[Annotation records]
━━━━━━━━━━━━━━━━━━━━

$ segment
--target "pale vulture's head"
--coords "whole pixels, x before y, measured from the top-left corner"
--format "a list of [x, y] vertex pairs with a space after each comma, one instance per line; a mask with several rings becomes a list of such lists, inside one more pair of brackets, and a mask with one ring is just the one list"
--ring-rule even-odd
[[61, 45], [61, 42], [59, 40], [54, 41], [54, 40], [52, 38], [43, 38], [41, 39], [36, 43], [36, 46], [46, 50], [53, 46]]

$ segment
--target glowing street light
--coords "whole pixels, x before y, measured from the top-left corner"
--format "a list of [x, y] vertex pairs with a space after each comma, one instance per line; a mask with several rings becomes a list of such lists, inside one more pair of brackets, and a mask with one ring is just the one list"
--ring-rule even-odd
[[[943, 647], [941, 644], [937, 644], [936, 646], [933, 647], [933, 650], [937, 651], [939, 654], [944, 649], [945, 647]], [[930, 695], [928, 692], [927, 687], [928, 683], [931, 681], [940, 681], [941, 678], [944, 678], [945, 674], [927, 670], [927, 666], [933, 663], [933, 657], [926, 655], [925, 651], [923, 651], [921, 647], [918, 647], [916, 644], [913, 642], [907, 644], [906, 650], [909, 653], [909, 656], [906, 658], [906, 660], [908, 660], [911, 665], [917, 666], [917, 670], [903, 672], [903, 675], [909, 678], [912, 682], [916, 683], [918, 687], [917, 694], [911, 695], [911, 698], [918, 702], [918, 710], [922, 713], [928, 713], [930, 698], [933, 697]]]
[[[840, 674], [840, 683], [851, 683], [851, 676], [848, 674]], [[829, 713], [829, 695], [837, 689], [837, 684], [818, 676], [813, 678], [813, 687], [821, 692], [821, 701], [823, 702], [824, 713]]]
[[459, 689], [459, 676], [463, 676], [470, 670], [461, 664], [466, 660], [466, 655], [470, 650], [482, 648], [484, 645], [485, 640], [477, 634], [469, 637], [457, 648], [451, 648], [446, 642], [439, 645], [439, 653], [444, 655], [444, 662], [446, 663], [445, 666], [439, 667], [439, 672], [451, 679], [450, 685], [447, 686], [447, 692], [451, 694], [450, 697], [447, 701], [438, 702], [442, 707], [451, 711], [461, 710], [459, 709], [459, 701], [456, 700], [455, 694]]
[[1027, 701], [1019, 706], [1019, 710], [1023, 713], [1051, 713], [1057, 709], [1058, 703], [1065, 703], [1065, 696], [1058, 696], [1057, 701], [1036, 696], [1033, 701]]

━━━━━━━━━━━━━━━━━━━━

Could you recast every line of the data above as a JSON list of strings, one string per line, with the blank lines left out?

[
  "$ segment",
  "--target \"pale vulture's head\"",
  "--coords \"whole pixels, x before y, measured from the top-left corner\"",
  "--format \"a list of [x, y] vertex pairs with a space after each comma, one instance per line; a mask with several rings becomes a list of such lists, inside one more pair of brackets, and a mask with one ring is just the one list\"",
  "--ring-rule even-odd",
  "[[61, 45], [61, 42], [59, 40], [54, 41], [54, 40], [52, 38], [43, 38], [41, 39], [36, 43], [36, 46], [46, 50], [53, 46]]",
  "$ segment",
  "--target glowing street light",
  "--coords \"whole pixels, x before y, measured from the top-left corner\"",
  "--format \"a list of [x, y] vertex pairs with a space after each comma, one instance per line; a mask with several rings becomes a list of such lists, inside one more pair of brackets, and a mask with one ring is just the one list\"",
  "--ring-rule even-odd",
  "[[[943, 647], [941, 644], [937, 644], [936, 646], [933, 647], [933, 650], [937, 651], [939, 654], [944, 649], [945, 647]], [[930, 695], [928, 692], [927, 687], [928, 683], [931, 681], [940, 681], [941, 678], [944, 678], [945, 674], [927, 670], [927, 666], [933, 663], [933, 657], [926, 655], [925, 651], [923, 651], [921, 647], [918, 647], [916, 644], [913, 642], [907, 644], [906, 650], [909, 653], [909, 656], [906, 658], [906, 660], [908, 660], [911, 665], [917, 666], [917, 670], [903, 672], [903, 675], [909, 678], [912, 682], [916, 683], [918, 687], [917, 694], [911, 695], [911, 698], [918, 702], [918, 710], [922, 713], [928, 713], [930, 698], [933, 697]]]",
  "[[[840, 674], [840, 683], [851, 683], [851, 676], [848, 674]], [[829, 713], [829, 695], [837, 689], [837, 684], [818, 676], [813, 678], [813, 687], [821, 692], [821, 701], [823, 702], [824, 713]]]",
  "[[459, 689], [459, 676], [463, 676], [470, 670], [461, 664], [466, 660], [466, 655], [470, 650], [482, 648], [484, 645], [485, 640], [477, 634], [469, 637], [457, 648], [451, 648], [446, 642], [439, 645], [439, 653], [444, 655], [444, 662], [446, 663], [445, 666], [439, 667], [439, 672], [451, 679], [450, 685], [447, 686], [447, 692], [451, 694], [450, 697], [447, 701], [438, 702], [442, 707], [451, 711], [461, 710], [459, 709], [459, 701], [456, 700], [455, 694]]",
  "[[1027, 701], [1019, 706], [1019, 710], [1023, 713], [1051, 713], [1057, 709], [1058, 703], [1065, 703], [1065, 696], [1058, 696], [1057, 701], [1036, 696], [1033, 701]]"
]